:: GIVEN RECORDS

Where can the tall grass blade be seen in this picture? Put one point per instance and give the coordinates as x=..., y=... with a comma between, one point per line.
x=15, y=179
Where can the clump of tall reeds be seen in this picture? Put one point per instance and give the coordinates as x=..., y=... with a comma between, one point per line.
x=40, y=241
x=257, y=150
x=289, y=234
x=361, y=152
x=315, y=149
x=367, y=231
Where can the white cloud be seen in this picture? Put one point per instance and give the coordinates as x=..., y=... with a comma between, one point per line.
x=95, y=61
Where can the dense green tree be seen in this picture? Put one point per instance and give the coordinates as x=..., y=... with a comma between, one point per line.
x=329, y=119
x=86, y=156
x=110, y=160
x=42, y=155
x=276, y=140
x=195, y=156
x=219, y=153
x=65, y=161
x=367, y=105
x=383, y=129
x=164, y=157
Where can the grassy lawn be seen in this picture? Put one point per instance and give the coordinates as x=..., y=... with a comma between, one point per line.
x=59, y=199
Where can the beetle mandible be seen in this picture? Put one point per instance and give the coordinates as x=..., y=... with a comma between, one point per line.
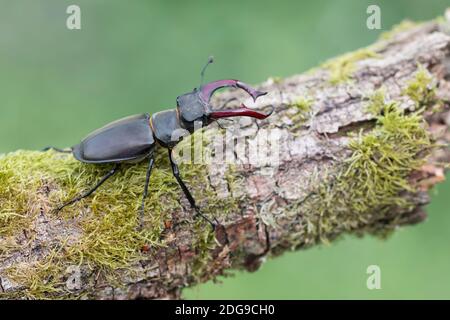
x=133, y=139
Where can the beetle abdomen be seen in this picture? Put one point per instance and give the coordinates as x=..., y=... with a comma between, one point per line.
x=166, y=128
x=126, y=139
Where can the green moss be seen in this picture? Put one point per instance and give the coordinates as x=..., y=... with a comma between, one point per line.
x=104, y=236
x=303, y=106
x=421, y=88
x=398, y=28
x=371, y=182
x=342, y=68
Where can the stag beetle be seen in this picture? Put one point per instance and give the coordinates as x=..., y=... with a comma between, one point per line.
x=133, y=139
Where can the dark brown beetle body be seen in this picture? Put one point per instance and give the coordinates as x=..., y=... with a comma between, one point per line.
x=134, y=138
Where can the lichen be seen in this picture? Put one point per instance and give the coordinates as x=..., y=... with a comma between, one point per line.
x=421, y=88
x=303, y=105
x=398, y=28
x=377, y=102
x=342, y=67
x=105, y=237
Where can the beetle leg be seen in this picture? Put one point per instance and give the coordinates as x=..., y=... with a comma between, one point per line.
x=89, y=192
x=176, y=173
x=144, y=196
x=56, y=149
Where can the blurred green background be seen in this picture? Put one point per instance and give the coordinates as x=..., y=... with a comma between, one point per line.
x=136, y=56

::::

* WHAT YOU SHOULD DO
Please output the records above exactly, without the pictures.

* ANSWER TO THE PROBLEM
Where can the tall grass blade be seen in this picture? Put one point per instance and give the coordinates as x=..., y=... with a comma between, one point per line.
x=15, y=179
Where can the clump of tall reeds be seen in this picture? Put one point per instance and give the coordinates as x=..., y=... with a comma between, one point per line.
x=40, y=241
x=257, y=150
x=289, y=234
x=361, y=152
x=315, y=149
x=367, y=231
Where can the white cloud be seen in this picture? Put one point per instance and give the coordinates as x=..., y=... with a comma between, one point per line.
x=95, y=61
Where can the dense green tree be seen in this picture? Put one point per instance and give the coordinates as x=..., y=... with a comma between, one point per line.
x=329, y=119
x=86, y=156
x=110, y=160
x=42, y=155
x=276, y=140
x=195, y=156
x=219, y=153
x=65, y=161
x=367, y=105
x=383, y=129
x=164, y=157
Where can the grassy lawn be seen in this picture? Put one point per instance and give the coordinates as x=..., y=... with a comma between, one point per line.
x=59, y=199
Where can the beetle mandible be seen in this picture? Put one point per instance and give the coordinates as x=..., y=... with a comma between, one point per line.
x=133, y=139
Where can the beetle abdomen be seen in this picture? Put one point per instance and give the coordinates as x=..., y=... with a comma between, one point per line.
x=166, y=128
x=126, y=139
Where can the green moss be seen in this picture? Put one point per instance and give the coordinates as x=..., y=... with a comma between, one point per line.
x=104, y=236
x=303, y=106
x=421, y=88
x=398, y=28
x=371, y=182
x=342, y=68
Where can the stag beetle be seen in this picture? Put one point per instance and give the coordinates as x=..., y=... with a comma between, one point per line.
x=133, y=139
Where can the dark brown beetle body be seen in this picture? Put one point per instance and give the coordinates as x=..., y=... with a comma between, one point per line.
x=134, y=138
Where can the lichen be seen in this picture? Put one point per instance and give the coordinates as x=..., y=... with a comma between, one point per line.
x=421, y=88
x=303, y=105
x=398, y=28
x=377, y=102
x=342, y=67
x=105, y=237
Where can the beetle leg be seen in this picture? Put one point per instance and give the coordinates as x=..., y=... with a comma between, one point per line.
x=89, y=192
x=176, y=173
x=144, y=196
x=56, y=149
Where can the blurred green background be seen in this picture? Put one point per instance and give the coordinates as x=..., y=... with a comma between, one point per line.
x=136, y=56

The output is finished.